_Document segment:_
Z-score Statistic with Standard Deviation Index.

					Transformed-Outliers Removed						Transformed-No Outlier Removed						No Transformation-Outlier Removed						No Transformation-No Outlier Removed
Analyte	Gender	Age Range (yr)	Reference Lab RI Mean	Reference Lab RI SD	Mean	SD	z	z5	SDR	SDI	Mean	SD	z	z5	SDR	SDI	Mean	SD	z	z5	SDR	SDI	Mean	SD	z	z5	SDR	SDI
AST	Both	All	22.5	6.2	24.9	6.4	20.2	34.2	1.03	0.4	24	5.8	13.2	34.2	1.07	0.2	17	3.1	57.4	33	2	0.9	19.1	4.8	32.5	34.2	1.29	0.5
Testo	M	19–80	590	163	427.5	140.2	38	23	1.16	1.0	440.2	143.5	34.7	23	1.14	0.9	410.4	147.7	40.4	22.6	1.1	1.1	363.1	127.2	55.2	23	1.28	1.4
Testo	F	20–45	32.5	11.2	37.8	13.8	10.5	16.1	1.23	0.5	37.6	14	10	16.1	1.25	0.5	18.9	6.1	36.7	15.7	1.84	1.2	24.2	10.2	19.4	16.1	1.1	0.7
Testo	F	45–80	23.5	8.2	27.7	10.7	11.9	17.5	1.3	0.5	26.1	10	7.7	17.5	1.22	0.3	12.7	4.7	42.5	17	1.74	1.3	17.3	8.2	20.5	17.5	1	0.8

SD, standard deviation; SDI, standard deviation index = |mean₁-mean₂|/SD [acceptable range <=1.25]; SDR, standard deviation ratio [acceptable <=1.5]; z, z-score = |mean₁-mean₂|/√[(SD₁₂/n₁)+(SD₂₂/n₂)]; z5, critical z value  = 5*√(n/120), z-scores that exceed the z5 value are considered statistically different. RI that deviate from current RIs are bolded.

Saved data entries
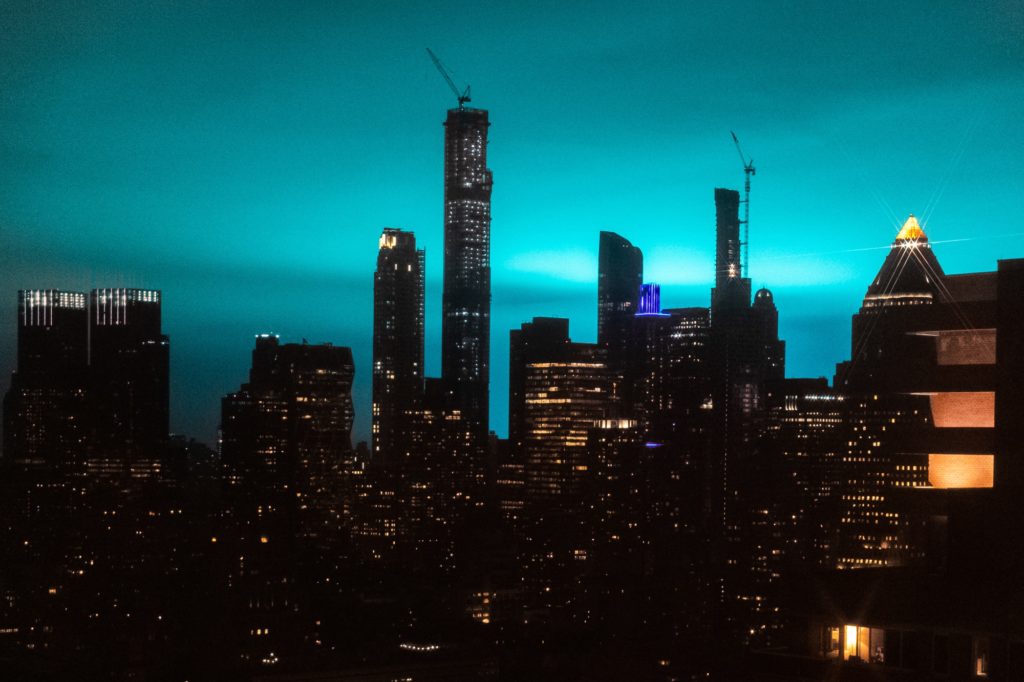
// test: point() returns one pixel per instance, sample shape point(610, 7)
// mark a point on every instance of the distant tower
point(43, 410)
point(397, 370)
point(129, 373)
point(556, 428)
point(731, 289)
point(773, 353)
point(542, 339)
point(285, 433)
point(620, 273)
point(466, 300)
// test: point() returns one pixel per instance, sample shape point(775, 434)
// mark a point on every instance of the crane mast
point(749, 170)
point(463, 96)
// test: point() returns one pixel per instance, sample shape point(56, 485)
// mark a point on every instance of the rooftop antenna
point(749, 170)
point(463, 96)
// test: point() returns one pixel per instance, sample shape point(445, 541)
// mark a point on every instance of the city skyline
point(151, 222)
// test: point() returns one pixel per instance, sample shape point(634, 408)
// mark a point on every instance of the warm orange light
point(910, 230)
point(964, 410)
point(953, 471)
point(849, 642)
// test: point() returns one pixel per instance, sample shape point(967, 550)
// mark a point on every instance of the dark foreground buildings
point(91, 386)
point(929, 485)
point(466, 300)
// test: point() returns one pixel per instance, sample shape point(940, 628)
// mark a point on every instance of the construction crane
point(749, 170)
point(462, 96)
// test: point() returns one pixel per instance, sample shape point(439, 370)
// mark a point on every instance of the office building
point(44, 410)
point(544, 338)
point(466, 298)
point(286, 432)
point(129, 366)
point(397, 356)
point(620, 273)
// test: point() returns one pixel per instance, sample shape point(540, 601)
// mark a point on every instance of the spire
point(910, 230)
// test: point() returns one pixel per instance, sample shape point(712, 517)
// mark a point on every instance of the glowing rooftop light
point(910, 230)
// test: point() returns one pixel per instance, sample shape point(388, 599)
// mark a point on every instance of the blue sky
point(244, 158)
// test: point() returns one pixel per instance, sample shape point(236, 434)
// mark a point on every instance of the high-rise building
point(129, 365)
point(744, 352)
point(919, 347)
point(564, 396)
point(466, 299)
point(620, 273)
point(544, 338)
point(44, 411)
point(397, 369)
point(731, 290)
point(286, 432)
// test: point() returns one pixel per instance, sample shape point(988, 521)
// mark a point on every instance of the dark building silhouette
point(731, 290)
point(744, 352)
point(930, 489)
point(45, 408)
point(466, 299)
point(286, 433)
point(620, 273)
point(803, 474)
point(647, 359)
point(397, 368)
point(542, 338)
point(129, 366)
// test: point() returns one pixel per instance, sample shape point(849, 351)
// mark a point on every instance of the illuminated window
point(981, 646)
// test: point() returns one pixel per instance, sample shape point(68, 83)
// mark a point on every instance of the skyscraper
point(620, 273)
point(544, 338)
point(128, 366)
point(564, 396)
point(44, 409)
point(731, 290)
point(466, 299)
point(744, 352)
point(397, 370)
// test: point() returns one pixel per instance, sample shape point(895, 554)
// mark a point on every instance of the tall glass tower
point(397, 341)
point(466, 300)
point(620, 273)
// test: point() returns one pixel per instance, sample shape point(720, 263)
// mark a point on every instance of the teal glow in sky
point(245, 157)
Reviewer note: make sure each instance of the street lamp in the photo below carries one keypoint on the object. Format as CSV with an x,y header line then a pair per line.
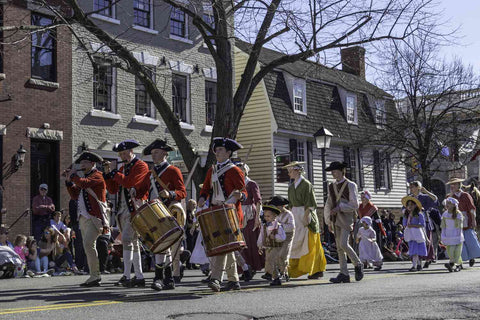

_Work to be completed:_ Summarize the z-score table in two sentences.

_Response to this task:_ The table reports z-score statistics with the standard deviation index for AST in both genders of all ages and for Testo in males aged 19–80 and females aged 20–45 and 45–80, each set against a reference lab RI mean and SD. Results are given for four conditions (transformed or not, with or without outlier removal), and a note defines SDI as |mean₁-mean₂|/SD with an acceptable range of <=1.25, sets the acceptable SDR at <=1.5, and treats z-scores above the critical z5 value as statistically different.